Re: OT - SQL choosing a schema for index tables
by parthodas (Acolyte) on Aug 28, 2015 at 07:16 UTC
    How many fields would be there for multiple values. IF there is only one such column, then you can think of creating a different table and use Foreign Key. If the no of columns are higher, then the situation will become too complex to get a data from different tables.
    Also, you can insert multiple values in a column. Though it is not advisable. So it depends, depending on your situation & requirement how you plan to retrieve/fetch data.
      There are 10 fields that can have multiple values. I did look into storing these in the main table but everywhere I saw "don't do that". You can see how I am currently fetching data in my reply to erix below.
Re: OT - SQL choosing a schema for index tables
by BrowserUk (Patriarch) on Aug 28, 2015 at 14:40 UTC

    This seems like an ideal use for BIT() type fields; assuming none of your multi-value fields can have more than 64 possibilities.

    Then in your program, you define constants for each of the bits in each of the fields:

    use enum qw[ BITMASK:Usage_ cider juicer cooking eating display_and_th +row_away ]; use enum qw[ BITMASK:Flowers_ spring summer autumn winter ]; use enum qw[ BITMASK:Ripe_ spring summer autumn winter ]; use constant Any => -1; ... my $sth = prepare( 'select id from trees where usage = ? and flowers = + ? and ripe = ?;' ); $sth->execute( Usage_cider|Usage_juicer, Flowers_spring|Flowers_summer +, Any );

    With the rise and rise of 'Social' network sites: 'Computers are making people easier to use everyday'
    Examine what is said, not who speaks -- Silence betokens consent -- Love the truth but pardon error.
    "Science is about questioning the status quo. Questioning authority". I knew I was on the right track :)
    In the absence of evidence, opinion is indistinguishable from prejudice.
    I'm with torvalds on this Agile (and TDD) debunked I told'em LLVM was the way to go. But did they listen!

      Of course it is possible --- but now the program is needed to explain those bit-values that are in the database. I count that as a disadvantage.

      Does not sound like a good idea to me. It would be more acceptable when the mapping could be done inside the database (thus documenting these bit-fields). But even then this does look like over-engineering to me. (There are 200 rows, the OP has said).

        It would be more acceptable when the mapping could be done inside the database

        It's pretty trivial to set up secondary table(s) that maps bits to strings. Done right, they could be joined to produce human readable output.


        With the rise and rise of 'Social' network sites: 'Computers are making people easier to use everyday'
        Examine what is said, not who speaks -- Silence betokens consent -- Love the truth but pardon error.
        "Science is about questioning the status quo. Questioning authority". I knew I was on the right track :)
        In the absence of evidence, opinion is indistinguishable from prejudice.
        I'm with torvalds on this Agile (and TDD) debunked I told'em LLVM was the way to go. But did they listen!
Re: OT - SQL choosing a schema for index tables
by chacham (Prior) on Aug 28, 2015 at 14:50 UTC

    This is similar to an entity with unknown attributes, to which the usual solution is an Entity-Attribute-Value table, similar to your second option.

Requirements » Continue the forum thread on choosing an SQL schema for index tables, picking up after its last sentence. The records that follow come from a separate source and are unrelated to the forum thread on SQL index tables.

Material supplied »
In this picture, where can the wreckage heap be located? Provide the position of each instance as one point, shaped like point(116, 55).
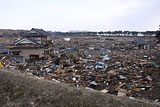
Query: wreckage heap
point(97, 63)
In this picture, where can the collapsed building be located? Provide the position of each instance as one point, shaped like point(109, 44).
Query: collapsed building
point(32, 46)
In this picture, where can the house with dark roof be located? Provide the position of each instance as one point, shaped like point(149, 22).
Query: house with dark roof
point(32, 46)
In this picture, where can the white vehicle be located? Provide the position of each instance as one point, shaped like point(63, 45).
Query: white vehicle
point(101, 65)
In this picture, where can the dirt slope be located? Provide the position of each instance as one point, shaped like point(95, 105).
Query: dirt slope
point(20, 90)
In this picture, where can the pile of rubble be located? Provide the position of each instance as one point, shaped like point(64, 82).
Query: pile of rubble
point(129, 73)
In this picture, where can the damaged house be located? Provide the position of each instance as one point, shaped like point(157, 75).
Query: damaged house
point(32, 46)
point(140, 44)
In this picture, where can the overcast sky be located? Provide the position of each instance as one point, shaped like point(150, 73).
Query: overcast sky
point(91, 15)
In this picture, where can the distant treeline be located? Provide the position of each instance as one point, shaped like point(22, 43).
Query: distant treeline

Result below »
    EAVs are feared for their slowness. However, in many cases, it is simply not true, as they perform quite well. Further, in fancier RDBMSs, the table can be partitioned, which works well.

    Ids are used when there is no natural primary key. (So many people use surrogate keys out of sheer laziness, ignorance, or stupidity.) Though, assuming the only unique identification of the tree is that it is noted in the database, id is fine. This would leave 2 tables. One for the tree, the other the EAV. Also, assuming the entire database or schema is tree related, "tree" becomes redundant, unless related to the main table:

    CREATE TABLE Tree ( Id INT PRIMARY KEY, Owner Nickname Location .... ); CREATE TABLE Tree_Attribute ( Tree REFERENCES Tree, Attribute VARCHAR(020), Value VARCHAR(100), PRIMARY KEY(Tree, Attribute, Value) );

    Depending on the RDBMS, you may not be able to use the word value. Also, you might be required to define Tree in the second table. If allowed, however, this allows for better coding. Of course, you can name the keys, to make error messages clearer, though that is a matter of preference.

    If attributes are not arbitrary, will contain a description, or will be chosen from a drop down or the like, you can add a lookup table for attribute as well, and FK the EAV to it accordingly.

    Update: On second thought, i was reading this as if the attributes were unknown. If they are known, a separate table per attribute would be advisable.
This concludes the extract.